(Dataset excerpt)
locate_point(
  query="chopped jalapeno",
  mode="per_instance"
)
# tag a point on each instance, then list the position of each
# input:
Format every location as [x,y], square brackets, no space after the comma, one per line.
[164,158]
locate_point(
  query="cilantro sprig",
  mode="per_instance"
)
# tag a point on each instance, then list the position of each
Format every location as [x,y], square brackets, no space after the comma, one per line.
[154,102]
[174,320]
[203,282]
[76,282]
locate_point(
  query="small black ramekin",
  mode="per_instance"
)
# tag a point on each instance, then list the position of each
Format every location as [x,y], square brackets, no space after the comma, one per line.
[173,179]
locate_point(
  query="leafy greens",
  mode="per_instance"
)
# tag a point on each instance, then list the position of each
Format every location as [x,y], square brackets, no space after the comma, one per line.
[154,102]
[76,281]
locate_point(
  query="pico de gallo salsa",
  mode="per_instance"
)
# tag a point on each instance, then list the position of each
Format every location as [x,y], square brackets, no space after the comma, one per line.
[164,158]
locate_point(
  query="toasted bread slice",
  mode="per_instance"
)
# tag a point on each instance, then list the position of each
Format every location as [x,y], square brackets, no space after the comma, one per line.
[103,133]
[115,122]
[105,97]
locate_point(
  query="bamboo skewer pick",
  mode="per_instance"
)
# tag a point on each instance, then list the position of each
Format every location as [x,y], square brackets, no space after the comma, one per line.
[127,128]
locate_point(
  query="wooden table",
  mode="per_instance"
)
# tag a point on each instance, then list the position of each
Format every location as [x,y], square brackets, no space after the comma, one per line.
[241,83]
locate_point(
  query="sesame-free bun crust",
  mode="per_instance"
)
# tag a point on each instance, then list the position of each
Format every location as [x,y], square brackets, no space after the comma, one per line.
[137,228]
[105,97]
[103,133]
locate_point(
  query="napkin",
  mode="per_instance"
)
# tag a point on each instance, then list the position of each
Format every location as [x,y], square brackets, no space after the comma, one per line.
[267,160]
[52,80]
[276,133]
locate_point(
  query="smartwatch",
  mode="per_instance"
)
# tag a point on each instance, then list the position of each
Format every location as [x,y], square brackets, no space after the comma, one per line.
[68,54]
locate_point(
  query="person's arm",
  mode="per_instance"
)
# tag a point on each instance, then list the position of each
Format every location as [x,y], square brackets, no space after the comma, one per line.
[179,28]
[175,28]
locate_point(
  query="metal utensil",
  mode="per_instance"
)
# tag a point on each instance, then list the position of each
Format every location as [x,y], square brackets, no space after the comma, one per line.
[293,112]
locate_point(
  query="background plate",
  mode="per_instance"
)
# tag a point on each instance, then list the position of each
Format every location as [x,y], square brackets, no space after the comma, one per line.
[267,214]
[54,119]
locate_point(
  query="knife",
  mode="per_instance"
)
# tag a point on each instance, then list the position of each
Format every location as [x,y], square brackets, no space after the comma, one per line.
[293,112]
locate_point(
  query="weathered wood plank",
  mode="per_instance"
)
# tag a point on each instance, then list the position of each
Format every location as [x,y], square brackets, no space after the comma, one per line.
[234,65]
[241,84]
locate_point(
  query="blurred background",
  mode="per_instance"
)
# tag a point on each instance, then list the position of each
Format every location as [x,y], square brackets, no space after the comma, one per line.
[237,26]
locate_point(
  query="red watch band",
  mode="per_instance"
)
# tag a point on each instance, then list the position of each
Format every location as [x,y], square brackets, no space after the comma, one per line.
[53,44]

> _WHAT THE EXERCISE ASKS_
Please return every line of the listing above that contains the word "background", matching case exactly.

> _REPLY_
  query="background plate",
  query="blurred background",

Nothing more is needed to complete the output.